- Рабочее задание 1
Определите, соответствуют ли фрагменту о Чехове следующие утверждения: (a) Лейкин добавил к концу «Розового чулка» строчку от себя; (b) письмо Григоровича Чехов получил уже после письма Лейкину о «Розовом чулке»; (c) по мнению Чехова, в конце «Розового чулка» речь идет только о женщинах. На каждое ответьте «да» или «нет» и приведите решающие слова фрагмента дословной цитатой.
- Рабочее задание 2
Перепишите часть фрагмента о Чехове, начиная с «Рост, первая слава» и заканчивая «строчку от себя!», переименовав «Бабкина» в «Мелихова».
━━━ Фрагмент для чтения ━━━
А тот, кто написал ее, не мог уже сойти со своего пути. Доктор Чехов кончался.

Рост, первая слава

"Вы удлинили конец "Розового чулка". Я не прочь получить лишних 8 коп. за лишнюю строчку, но, по моему мнению, "мужчина" в конце не идет. Речь идет только о женщинах. Впрочем, все равно".

Так писал Чехов Лейкину из Бабкина в 86-м году. Лейкин, из каких-то своих "осколочных" соображений, прибавил ему строчку от себя!

С ранних лет Чехов привык сдерживаться, да и первые литературные шаги приучили его к подчинению – так поступил он и теперь: это издатель, выпускает "Пестрые рассказы"… – а редакторскую руку выносить не впервые. Значит, надо с философическим спокойствием ответить: "все равно".

Возможно, Чехов и сам чувствовал, что из-за "Розового чулка" историю подымать не стоит – месяца за два, за три перед тем получил он письмо не от Лейкина, а от Григоровича, великолепного барина с бакенбардами, сподвижника Тургенева, человека из большой литературы, – послание это вызвало иной ответ:

"Ваше письмо, мой добрый, горячо любимый благовеститель, поразило меня как молния, Я едва не заплакал, разволновался и теперь чувствую, что оно оставило глубокий след в моей душе. Как Вы приласкали мою молодость, так пусть Бог успокоит Вашу старость, я же не найду ни слов, ни дел, чтобы благодарить Вас".
━━━ Предоставленный материал ━━━
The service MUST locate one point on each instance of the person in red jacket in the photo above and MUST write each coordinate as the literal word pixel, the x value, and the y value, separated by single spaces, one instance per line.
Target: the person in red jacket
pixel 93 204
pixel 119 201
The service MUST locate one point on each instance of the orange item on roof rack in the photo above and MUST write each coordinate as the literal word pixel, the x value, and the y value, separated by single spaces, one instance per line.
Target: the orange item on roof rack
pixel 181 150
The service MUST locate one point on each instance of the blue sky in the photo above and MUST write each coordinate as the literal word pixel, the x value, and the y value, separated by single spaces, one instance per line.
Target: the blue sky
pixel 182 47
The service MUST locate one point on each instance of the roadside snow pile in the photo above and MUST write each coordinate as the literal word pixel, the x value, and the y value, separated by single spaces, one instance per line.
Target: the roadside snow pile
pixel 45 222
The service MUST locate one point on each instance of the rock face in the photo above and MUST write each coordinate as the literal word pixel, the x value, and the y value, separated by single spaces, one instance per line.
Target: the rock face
━━━
- Поле ответа 1
(a) Да: «Лейкин, из каких-то своих "осколочных" соображений, прибавил ему строчку от себя!»
(b) Нет: «месяца за два, за три перед тем получил он письмо не от Лейкина, а от Григоровича».
(c) Да: «Речь идет только о женщинах».

- Поле ответа 2
Рост, первая слава

"Вы удлинили конец "Розового чулка". Я не прочь получить лишних 8 коп. за лишнюю строчку, но, по моему мнению, "мужчина" в конце не идет. Речь идет только о женщинах. Впрочем, все равно".

Так писал Чехов Лейкину из Мелихова в 86-м году. Лейкин, из каких-то своих "осколочных" соображений, прибавил ему строчку от себя!